> **DOCUMENT EXTRACT**
- - -

Paati* died on a Friday. In the wee hours of a cold December morning in Bangalore, she breathed her last at the age of 97. As the first rays of the sun brought in the much needed warmth, we heaved a sigh of relief amidst the coldness of death.
Now, don’t get me wrong here. I loved Paati, in fact all of us did. She was the back bone of the family. Yet, standing by the bedside that morning and looking at her still face, I was glad it was all over. It was a long drawn battle with Alzheimer’s. Days passed into weeks and weeks into years, until she was reduced to a mere frame. It was a painful sight. Unable to move she would have pipes to feed her and an attender who would take care of the body and its needs. Lying still on her bed, Paati slowly failed to recognize any one of us. But for some strange reason her life clung on to her body, refusing to let go.
She was the kindest of souls in my life. I still remember my childhood days spent in her lovely little home in Chennai. The kitchen would be stocked up with the most yummy savories and sweets and every meal would be a surprise. She did belong to a generation that was far healthier. No wonder Paati outlived many family members who were younger than her.

- - -

> **STORED RECORDS**
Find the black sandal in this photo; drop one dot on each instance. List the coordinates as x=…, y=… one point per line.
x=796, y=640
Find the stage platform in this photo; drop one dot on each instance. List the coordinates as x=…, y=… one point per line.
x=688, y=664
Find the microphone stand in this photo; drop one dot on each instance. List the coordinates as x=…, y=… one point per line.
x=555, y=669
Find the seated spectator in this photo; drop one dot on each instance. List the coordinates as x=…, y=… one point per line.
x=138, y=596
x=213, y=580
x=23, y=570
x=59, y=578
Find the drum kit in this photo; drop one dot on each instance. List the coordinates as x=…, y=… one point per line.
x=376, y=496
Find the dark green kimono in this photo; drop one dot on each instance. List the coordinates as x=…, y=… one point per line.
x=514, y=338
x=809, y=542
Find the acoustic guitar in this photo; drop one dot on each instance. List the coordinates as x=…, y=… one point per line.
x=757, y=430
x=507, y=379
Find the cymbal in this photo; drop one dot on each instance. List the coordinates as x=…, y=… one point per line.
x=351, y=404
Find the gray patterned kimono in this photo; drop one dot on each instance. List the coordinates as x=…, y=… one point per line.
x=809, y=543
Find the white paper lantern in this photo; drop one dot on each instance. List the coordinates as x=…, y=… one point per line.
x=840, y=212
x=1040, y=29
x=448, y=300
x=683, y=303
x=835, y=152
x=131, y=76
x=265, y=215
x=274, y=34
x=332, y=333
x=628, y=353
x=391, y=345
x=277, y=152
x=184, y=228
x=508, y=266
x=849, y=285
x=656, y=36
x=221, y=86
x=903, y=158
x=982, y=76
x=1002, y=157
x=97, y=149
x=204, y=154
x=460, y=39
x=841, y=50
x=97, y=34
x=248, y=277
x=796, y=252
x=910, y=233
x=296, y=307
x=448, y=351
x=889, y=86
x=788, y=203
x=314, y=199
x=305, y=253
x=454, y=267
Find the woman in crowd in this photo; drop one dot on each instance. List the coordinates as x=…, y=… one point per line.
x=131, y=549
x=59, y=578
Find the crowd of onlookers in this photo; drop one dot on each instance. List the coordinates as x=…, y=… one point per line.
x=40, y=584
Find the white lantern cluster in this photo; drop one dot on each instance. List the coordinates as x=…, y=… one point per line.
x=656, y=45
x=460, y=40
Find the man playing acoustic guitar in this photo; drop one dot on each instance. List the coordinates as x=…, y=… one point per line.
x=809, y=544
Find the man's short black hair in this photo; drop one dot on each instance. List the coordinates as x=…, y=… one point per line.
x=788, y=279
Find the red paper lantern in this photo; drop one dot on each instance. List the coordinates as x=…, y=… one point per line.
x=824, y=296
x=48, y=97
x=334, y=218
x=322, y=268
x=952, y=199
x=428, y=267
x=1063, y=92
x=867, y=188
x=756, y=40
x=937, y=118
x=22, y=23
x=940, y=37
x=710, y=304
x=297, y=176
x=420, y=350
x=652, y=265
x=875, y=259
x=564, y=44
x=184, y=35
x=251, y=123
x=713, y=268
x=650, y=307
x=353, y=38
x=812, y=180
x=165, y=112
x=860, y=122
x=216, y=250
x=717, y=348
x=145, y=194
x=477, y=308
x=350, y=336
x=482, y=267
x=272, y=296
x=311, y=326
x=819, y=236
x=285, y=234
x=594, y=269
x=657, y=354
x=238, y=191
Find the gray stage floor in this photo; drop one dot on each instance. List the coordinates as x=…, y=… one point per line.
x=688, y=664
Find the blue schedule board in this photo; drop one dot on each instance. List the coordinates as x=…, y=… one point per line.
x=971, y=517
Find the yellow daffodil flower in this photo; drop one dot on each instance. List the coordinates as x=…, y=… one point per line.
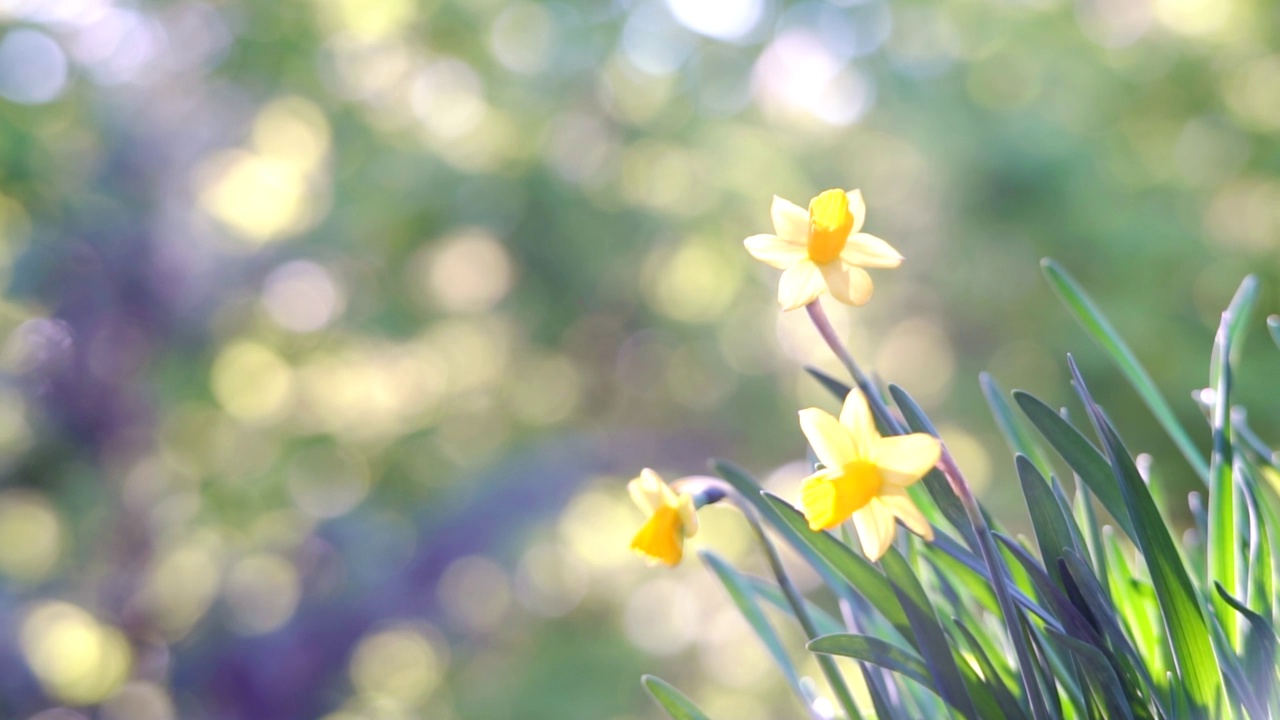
x=822, y=249
x=672, y=518
x=864, y=475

- - -

> **WHAT NEEDS TO BE DONE**
Answer these from the passage about Paati:
(a) At what age did Paati die?
(b) In which city was the home where the writer spent childhood days with her?
(c) What illness did she have a long battle with?

> **SOLVED PROBLEM**
(a) 97
(b) Chennai
(c) Alzheimer's